*** Opening of Working data ***

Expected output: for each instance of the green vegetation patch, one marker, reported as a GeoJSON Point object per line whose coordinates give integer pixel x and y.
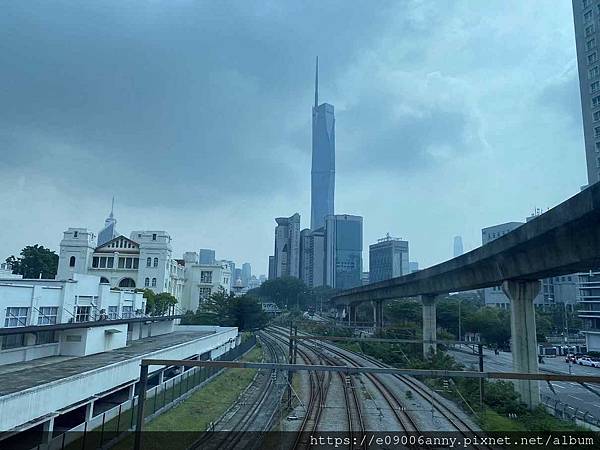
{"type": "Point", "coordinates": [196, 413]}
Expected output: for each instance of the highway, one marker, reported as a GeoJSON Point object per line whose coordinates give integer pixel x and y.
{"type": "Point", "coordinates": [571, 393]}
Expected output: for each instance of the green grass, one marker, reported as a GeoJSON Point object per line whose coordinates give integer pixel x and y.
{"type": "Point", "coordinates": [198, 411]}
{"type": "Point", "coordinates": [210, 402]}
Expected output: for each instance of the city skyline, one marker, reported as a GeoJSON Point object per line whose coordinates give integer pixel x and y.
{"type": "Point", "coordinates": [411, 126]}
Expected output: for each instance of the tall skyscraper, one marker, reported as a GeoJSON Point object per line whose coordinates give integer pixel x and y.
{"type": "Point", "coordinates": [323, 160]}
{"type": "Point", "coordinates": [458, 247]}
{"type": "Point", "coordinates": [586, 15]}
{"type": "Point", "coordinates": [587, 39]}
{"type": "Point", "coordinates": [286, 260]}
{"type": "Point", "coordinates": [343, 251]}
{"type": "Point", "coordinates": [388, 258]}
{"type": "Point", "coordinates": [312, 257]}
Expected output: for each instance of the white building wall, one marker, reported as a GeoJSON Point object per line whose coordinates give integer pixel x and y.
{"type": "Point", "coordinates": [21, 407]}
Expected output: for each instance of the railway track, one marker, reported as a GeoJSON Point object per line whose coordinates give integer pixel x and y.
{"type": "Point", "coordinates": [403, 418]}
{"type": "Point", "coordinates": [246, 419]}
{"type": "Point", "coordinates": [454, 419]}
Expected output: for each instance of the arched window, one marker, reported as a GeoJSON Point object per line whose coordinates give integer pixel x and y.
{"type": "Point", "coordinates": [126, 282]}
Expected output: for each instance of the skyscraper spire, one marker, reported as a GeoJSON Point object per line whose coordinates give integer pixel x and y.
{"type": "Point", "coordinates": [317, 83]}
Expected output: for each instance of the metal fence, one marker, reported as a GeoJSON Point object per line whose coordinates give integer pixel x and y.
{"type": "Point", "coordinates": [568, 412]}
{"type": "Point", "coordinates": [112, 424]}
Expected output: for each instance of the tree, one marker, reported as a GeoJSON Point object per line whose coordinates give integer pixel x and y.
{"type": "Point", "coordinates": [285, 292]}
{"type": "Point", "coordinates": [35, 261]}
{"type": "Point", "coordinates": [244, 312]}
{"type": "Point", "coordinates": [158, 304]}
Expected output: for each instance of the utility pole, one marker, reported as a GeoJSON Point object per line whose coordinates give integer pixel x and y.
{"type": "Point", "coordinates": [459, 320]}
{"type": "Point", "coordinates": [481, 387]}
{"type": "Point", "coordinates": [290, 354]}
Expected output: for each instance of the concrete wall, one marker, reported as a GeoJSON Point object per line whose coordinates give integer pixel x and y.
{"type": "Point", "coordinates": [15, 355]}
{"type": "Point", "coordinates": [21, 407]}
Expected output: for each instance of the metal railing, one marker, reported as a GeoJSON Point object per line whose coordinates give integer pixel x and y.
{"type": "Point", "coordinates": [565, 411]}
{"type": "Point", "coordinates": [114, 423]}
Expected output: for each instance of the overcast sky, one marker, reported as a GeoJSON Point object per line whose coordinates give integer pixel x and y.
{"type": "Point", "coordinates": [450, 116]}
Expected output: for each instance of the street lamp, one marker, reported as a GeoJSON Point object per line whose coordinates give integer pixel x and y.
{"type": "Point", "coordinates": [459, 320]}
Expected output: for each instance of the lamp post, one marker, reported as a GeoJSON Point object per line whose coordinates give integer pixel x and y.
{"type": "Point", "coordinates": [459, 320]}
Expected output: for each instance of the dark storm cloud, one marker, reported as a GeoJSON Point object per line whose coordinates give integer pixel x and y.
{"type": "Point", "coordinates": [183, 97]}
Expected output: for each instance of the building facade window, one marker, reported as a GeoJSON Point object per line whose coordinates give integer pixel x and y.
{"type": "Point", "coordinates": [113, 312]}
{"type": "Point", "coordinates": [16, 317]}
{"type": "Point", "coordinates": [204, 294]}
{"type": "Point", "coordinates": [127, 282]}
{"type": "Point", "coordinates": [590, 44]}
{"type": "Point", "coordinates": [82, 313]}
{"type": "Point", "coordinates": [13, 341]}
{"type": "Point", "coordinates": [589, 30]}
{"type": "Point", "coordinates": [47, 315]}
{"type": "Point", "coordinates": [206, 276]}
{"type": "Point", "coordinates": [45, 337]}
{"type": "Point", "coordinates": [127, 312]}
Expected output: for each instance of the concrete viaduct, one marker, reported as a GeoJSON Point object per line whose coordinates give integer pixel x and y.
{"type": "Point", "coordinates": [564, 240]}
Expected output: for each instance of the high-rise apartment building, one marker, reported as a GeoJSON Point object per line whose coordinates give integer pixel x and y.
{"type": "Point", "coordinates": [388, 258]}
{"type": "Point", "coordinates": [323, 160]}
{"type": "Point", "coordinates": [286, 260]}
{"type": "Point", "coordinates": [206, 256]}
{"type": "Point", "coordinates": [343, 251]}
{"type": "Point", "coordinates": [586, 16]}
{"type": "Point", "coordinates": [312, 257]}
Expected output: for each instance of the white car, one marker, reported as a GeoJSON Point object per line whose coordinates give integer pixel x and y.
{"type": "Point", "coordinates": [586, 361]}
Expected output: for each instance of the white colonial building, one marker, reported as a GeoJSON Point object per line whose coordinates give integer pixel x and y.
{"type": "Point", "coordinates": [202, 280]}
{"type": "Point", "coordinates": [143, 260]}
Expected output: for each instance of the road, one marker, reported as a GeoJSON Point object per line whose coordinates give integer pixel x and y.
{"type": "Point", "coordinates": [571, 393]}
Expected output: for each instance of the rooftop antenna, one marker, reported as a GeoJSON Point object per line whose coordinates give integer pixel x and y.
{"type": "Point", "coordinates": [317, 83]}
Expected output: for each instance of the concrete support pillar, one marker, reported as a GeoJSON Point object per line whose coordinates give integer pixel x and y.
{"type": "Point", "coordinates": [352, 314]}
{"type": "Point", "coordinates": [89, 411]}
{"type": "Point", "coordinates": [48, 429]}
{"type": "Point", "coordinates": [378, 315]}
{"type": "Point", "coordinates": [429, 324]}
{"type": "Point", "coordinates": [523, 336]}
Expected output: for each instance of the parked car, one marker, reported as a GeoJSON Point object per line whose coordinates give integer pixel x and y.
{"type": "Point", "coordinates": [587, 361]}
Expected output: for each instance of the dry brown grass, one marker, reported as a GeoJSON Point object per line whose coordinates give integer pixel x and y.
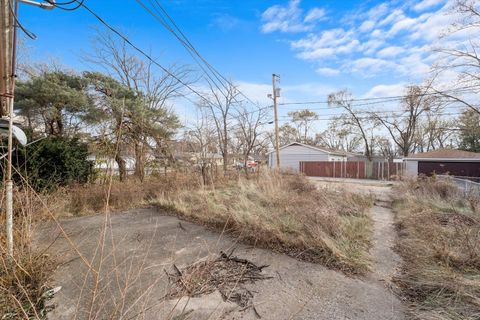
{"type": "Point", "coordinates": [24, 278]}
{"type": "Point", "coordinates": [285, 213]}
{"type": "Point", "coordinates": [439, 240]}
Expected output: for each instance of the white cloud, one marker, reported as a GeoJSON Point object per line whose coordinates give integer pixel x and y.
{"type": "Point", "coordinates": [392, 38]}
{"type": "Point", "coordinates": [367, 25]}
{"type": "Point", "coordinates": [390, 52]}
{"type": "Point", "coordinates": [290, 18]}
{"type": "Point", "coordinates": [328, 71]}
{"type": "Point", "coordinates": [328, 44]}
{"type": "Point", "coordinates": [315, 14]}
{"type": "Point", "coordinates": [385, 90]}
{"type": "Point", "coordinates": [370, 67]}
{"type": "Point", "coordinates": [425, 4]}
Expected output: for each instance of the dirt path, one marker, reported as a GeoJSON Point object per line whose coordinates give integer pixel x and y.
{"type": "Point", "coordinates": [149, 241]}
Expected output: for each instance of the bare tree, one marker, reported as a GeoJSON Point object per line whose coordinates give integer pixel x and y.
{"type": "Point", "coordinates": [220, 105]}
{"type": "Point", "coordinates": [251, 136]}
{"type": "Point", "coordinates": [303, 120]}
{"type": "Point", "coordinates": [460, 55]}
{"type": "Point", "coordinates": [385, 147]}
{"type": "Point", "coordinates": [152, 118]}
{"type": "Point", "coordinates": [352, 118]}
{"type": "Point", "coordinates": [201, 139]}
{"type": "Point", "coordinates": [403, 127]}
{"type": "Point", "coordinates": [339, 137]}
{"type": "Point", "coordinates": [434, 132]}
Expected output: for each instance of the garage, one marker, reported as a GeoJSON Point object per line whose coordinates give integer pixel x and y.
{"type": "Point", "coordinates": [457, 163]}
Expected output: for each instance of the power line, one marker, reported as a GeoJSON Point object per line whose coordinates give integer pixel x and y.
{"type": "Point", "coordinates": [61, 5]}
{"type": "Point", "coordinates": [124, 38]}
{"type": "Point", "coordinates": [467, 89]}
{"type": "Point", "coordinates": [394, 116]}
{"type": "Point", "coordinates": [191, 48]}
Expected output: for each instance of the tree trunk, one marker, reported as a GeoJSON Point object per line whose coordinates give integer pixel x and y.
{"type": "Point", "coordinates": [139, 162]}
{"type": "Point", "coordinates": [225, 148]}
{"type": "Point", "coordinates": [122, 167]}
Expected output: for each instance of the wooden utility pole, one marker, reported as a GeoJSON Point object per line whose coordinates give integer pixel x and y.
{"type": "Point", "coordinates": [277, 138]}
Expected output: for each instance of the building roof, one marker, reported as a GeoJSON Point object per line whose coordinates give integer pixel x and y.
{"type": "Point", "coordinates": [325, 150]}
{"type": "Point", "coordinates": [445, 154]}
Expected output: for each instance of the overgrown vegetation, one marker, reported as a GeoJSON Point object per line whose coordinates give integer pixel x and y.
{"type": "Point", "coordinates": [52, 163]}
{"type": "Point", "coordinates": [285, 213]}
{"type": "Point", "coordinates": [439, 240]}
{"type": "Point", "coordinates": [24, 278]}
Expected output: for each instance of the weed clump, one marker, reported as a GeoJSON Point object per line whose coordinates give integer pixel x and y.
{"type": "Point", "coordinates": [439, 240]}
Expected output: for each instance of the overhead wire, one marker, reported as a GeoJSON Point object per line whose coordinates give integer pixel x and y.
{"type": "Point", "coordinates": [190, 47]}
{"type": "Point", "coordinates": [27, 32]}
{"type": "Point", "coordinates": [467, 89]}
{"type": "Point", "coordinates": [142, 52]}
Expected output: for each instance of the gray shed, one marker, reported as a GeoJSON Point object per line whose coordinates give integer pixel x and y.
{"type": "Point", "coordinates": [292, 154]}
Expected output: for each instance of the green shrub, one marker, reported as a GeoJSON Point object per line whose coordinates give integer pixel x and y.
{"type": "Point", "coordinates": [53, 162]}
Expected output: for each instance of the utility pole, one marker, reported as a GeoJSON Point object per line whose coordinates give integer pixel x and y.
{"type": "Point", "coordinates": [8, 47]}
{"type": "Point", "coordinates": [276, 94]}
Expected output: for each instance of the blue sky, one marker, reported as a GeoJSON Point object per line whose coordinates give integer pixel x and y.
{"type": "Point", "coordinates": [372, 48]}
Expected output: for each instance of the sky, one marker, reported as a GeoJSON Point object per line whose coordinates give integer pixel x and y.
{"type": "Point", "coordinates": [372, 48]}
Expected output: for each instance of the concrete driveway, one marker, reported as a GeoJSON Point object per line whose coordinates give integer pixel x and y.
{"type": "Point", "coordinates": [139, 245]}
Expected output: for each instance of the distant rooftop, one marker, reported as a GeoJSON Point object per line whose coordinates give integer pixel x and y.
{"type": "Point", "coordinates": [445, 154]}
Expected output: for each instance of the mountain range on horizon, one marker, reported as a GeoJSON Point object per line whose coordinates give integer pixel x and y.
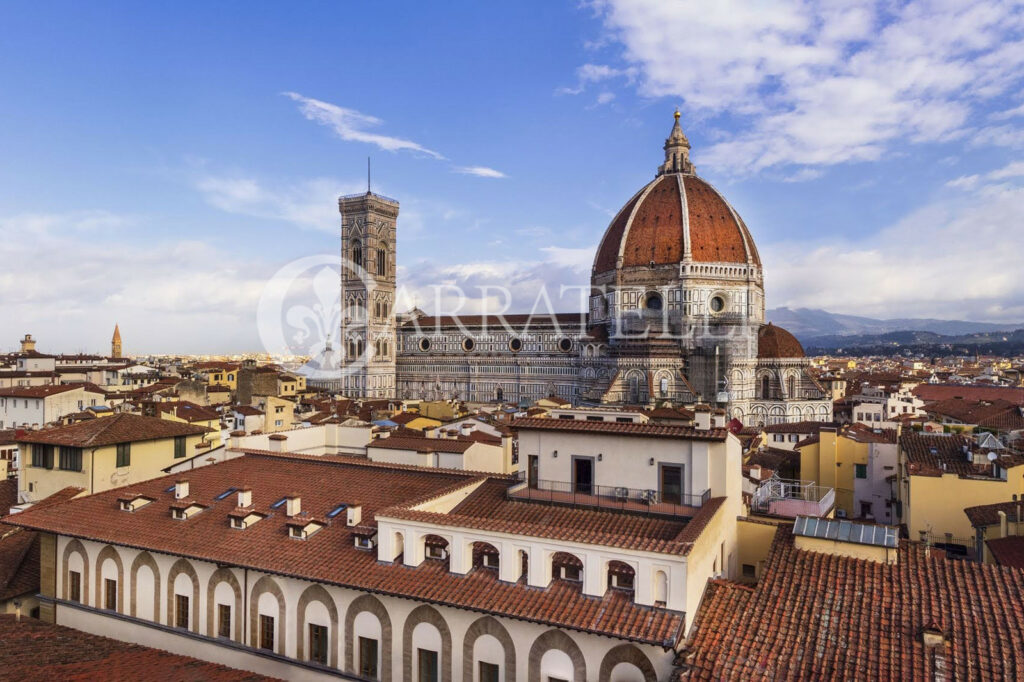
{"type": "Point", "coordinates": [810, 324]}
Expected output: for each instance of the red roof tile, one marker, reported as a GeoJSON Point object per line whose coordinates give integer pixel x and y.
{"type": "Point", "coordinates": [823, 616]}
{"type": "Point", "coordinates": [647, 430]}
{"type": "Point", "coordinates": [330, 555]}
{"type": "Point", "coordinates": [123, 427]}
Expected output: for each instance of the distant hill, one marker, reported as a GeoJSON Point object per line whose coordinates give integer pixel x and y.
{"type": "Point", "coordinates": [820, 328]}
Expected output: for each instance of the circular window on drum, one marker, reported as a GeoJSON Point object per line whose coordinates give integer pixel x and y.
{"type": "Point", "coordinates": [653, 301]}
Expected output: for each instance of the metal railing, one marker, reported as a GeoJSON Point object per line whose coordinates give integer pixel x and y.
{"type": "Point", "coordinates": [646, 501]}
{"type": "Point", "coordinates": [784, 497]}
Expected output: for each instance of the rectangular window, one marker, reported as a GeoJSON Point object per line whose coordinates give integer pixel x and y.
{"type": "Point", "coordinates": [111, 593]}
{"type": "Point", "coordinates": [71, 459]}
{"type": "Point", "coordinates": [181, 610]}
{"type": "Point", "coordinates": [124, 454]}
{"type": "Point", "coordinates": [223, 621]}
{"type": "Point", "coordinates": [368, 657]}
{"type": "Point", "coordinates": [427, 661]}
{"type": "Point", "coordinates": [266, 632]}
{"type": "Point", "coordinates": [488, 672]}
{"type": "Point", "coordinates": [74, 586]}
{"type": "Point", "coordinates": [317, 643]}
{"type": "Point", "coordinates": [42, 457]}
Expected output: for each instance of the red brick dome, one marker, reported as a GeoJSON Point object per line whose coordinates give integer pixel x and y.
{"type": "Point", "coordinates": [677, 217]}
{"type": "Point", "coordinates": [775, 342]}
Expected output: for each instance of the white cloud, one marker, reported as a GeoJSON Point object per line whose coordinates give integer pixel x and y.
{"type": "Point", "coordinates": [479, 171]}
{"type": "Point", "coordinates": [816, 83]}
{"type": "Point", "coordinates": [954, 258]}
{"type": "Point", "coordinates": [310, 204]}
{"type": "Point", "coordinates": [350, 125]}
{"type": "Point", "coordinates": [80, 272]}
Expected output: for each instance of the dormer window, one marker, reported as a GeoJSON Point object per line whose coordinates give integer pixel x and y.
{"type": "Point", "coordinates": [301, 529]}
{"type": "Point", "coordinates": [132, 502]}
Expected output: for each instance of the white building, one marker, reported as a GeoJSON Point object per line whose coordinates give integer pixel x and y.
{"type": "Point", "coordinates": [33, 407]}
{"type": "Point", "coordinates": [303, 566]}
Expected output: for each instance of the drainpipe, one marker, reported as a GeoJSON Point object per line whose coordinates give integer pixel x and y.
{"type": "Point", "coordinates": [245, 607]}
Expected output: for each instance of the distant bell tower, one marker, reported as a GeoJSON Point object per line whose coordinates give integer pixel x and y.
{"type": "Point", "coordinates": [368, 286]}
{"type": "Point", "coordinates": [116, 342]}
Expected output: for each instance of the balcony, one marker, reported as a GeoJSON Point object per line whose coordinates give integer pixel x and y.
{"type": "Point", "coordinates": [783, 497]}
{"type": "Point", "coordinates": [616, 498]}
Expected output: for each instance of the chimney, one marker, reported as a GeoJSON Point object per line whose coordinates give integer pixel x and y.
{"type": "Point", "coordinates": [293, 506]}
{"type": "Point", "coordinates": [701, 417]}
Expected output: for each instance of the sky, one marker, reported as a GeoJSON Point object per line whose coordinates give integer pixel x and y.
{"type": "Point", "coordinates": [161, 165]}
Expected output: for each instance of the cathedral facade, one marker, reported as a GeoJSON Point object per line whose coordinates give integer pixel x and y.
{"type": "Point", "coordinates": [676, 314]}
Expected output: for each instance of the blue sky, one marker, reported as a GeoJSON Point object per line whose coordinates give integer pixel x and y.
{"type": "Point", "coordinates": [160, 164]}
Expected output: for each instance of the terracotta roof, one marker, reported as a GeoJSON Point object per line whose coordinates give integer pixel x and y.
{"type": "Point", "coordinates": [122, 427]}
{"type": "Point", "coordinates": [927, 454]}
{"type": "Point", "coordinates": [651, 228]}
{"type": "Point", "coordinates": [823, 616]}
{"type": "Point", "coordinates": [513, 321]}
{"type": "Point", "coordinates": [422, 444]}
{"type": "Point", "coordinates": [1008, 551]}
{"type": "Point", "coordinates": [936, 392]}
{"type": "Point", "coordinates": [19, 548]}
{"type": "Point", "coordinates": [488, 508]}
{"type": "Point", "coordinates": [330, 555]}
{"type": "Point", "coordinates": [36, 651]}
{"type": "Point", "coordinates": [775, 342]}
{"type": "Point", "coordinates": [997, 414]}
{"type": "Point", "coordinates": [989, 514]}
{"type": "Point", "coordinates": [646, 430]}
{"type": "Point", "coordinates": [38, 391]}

*** Close of Working data ***

**Goal of the exercise:** Begin with the line containing "Expected output: for each instance of the terracotta" and retype it and each line after it through the end of the records, keeping them exact and including nothing more.

**Answer below:**
Expected output: for each instance of the terracotta roof, one marker, reported as a GeoJSON Point object per line whose coordinates give integer pixel x and y.
{"type": "Point", "coordinates": [122, 427]}
{"type": "Point", "coordinates": [927, 454]}
{"type": "Point", "coordinates": [651, 228]}
{"type": "Point", "coordinates": [823, 616]}
{"type": "Point", "coordinates": [513, 321]}
{"type": "Point", "coordinates": [422, 444]}
{"type": "Point", "coordinates": [1008, 551]}
{"type": "Point", "coordinates": [936, 392]}
{"type": "Point", "coordinates": [19, 548]}
{"type": "Point", "coordinates": [488, 508]}
{"type": "Point", "coordinates": [330, 555]}
{"type": "Point", "coordinates": [36, 651]}
{"type": "Point", "coordinates": [775, 342]}
{"type": "Point", "coordinates": [997, 414]}
{"type": "Point", "coordinates": [989, 514]}
{"type": "Point", "coordinates": [646, 430]}
{"type": "Point", "coordinates": [38, 391]}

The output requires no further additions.